Seeing With Your Ears

By ALISON MOTLUK
Published: December 11, 2005

Seeing is something that most of us expect to do with our eyes. But what if you are born blind or lose your sight later in life? Peter Meijer suggests you consider seeing with your ears instead.

Illustration by +ISM for The New York Times
Illustration by +ISM

A camera scans the visual field. The images are converted into a soundscape by the computer. How the sounds might "look": a brightness represented by volume; elevation is represented by pitch.

Meijer, a research scientist in the Netherlands, has developed a technology called The vOICe, which allows you to represent visual information - to "see" - with sounds. The device is a tiny camera, a laptop and headphones. The camera is mounted on your head and the laptop takes the video input and converts it into auditory information, or soundscapes. The scene in front of you is scanned in stereo: you hear objects on your left through your left ear and objects on your right through your right ear. Brightness is translated as volume: bright things are louder. Pitch tells you what's up and what's down. The image refreshes once a second.

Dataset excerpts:
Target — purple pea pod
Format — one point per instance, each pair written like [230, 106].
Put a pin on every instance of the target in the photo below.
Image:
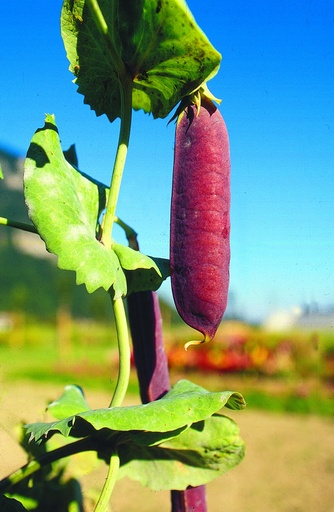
[200, 218]
[152, 369]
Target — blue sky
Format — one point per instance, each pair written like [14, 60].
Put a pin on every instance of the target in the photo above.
[277, 85]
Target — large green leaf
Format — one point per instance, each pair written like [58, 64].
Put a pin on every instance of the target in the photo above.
[184, 404]
[65, 206]
[164, 51]
[203, 452]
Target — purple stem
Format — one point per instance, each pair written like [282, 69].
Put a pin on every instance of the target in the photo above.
[153, 376]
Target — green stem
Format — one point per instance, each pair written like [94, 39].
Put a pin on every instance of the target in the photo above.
[103, 28]
[122, 149]
[124, 353]
[108, 487]
[86, 444]
[130, 233]
[19, 225]
[125, 86]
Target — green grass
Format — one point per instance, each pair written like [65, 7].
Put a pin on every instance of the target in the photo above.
[90, 359]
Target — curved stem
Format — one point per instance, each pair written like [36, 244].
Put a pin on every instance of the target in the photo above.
[122, 149]
[103, 28]
[86, 444]
[19, 225]
[108, 487]
[125, 86]
[124, 353]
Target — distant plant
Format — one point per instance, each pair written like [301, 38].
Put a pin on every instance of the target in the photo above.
[148, 55]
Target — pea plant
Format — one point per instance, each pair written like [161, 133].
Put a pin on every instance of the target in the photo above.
[125, 55]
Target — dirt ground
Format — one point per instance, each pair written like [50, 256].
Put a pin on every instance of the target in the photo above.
[289, 463]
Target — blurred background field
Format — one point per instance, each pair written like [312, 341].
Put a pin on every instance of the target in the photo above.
[291, 371]
[287, 379]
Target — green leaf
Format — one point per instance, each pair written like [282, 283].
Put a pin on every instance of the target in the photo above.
[70, 403]
[65, 206]
[184, 404]
[205, 451]
[142, 272]
[162, 48]
[10, 505]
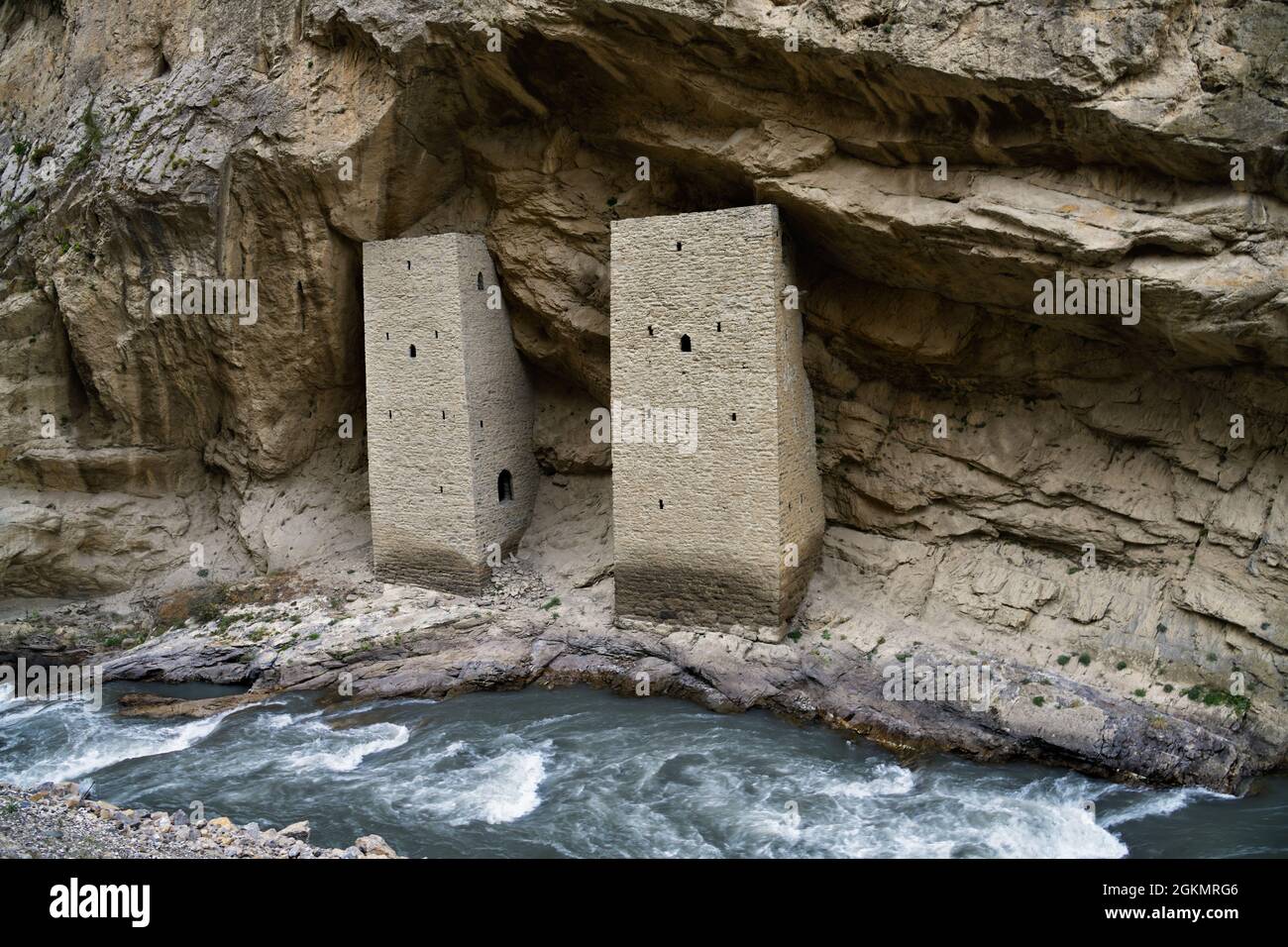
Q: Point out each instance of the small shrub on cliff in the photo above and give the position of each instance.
(93, 142)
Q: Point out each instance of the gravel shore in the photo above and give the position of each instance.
(58, 821)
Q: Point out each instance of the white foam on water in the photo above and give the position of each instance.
(98, 740)
(344, 750)
(1160, 802)
(492, 789)
(888, 780)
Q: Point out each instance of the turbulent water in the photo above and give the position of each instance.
(587, 774)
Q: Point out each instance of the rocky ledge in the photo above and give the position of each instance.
(386, 641)
(59, 821)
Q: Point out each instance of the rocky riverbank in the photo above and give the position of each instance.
(59, 821)
(369, 639)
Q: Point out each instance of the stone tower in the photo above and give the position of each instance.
(450, 459)
(724, 528)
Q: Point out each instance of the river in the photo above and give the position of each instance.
(583, 774)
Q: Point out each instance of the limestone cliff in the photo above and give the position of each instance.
(266, 140)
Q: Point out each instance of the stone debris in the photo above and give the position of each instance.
(56, 821)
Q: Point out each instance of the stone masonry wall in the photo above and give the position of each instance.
(697, 535)
(432, 352)
(501, 405)
(800, 486)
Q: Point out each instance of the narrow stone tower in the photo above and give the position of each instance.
(450, 460)
(717, 519)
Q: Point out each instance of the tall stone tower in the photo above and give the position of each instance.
(450, 459)
(724, 528)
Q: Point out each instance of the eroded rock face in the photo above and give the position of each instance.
(130, 155)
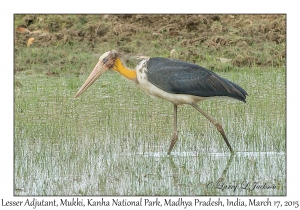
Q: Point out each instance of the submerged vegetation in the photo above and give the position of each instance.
(113, 140)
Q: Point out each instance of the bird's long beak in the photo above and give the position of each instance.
(99, 69)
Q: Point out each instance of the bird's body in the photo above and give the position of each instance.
(184, 83)
(173, 80)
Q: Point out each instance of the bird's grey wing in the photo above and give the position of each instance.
(185, 78)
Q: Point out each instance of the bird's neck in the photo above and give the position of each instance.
(128, 73)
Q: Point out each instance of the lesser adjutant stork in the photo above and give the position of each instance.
(176, 81)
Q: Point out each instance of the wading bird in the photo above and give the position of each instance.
(173, 80)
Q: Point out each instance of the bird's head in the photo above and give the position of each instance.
(106, 61)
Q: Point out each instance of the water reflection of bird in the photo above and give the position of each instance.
(173, 80)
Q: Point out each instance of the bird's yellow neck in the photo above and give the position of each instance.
(128, 73)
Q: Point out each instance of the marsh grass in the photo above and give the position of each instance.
(113, 139)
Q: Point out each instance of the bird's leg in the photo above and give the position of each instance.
(175, 132)
(218, 125)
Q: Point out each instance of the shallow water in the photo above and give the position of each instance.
(113, 140)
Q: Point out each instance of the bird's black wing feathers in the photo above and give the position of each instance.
(180, 77)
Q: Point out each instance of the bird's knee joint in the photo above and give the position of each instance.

WHAT YOU WILL DO
A. Using the article about seeing with your ears, decide whether each statement agrees with it: (i) The vOICe device consists of a tiny camera, a laptop and headphones. (ii) Brighter things in the scene sound quieter. (iii) The image refreshes ten times a second.
B. Carry on the article about seeing with your ears, starting after its final sentence.
These dataset excerpts have no connection to the article about seeing with your ears.

TASK RESPONSES
A.
(i) Yes: "The device is a tiny camera, a laptop and headphones."
(ii) No: "Brightness is translated as volume: bright things are louder."
(iii) No: "The image refreshes once a second."

B.
With practice, Meijer says, you can learn to sense instinctively how the features of a soundscape correspond to objects in the physical world. Pat Fletcher, for instance, a proficient user of The vOICe who could see until age 21, describes the grayscale images in her head as "ghostly" but real. At a meeting of the Cognitive Neuroscience Society in New York in April, researchers from Harvard Medical School announced that when they viewed the activity in the brains of two vOICe users (one blind at birth, the other who went blind later in life), it was in many respects like that of a sighted person while seeing.

Not everyone has the inclination to kit themselves out with a head-mounted camera and a laptop. Fortunately, with the help of an enterprising Bulgarian software company, Meijer has rejiggered his setup to work using one of the most ubiquitous gadgets of our day: the camera phone. Now, after downloading a simplified version of the software, practically anyone can point her camera phone at what she wants to see and have a listen to what it looks like.

Source URL of original publication appearing online on December 11, 2005:
http://www.nytimes.com/indexes/2005/12/11/magazine/ ("Seeing With Your Ears" link)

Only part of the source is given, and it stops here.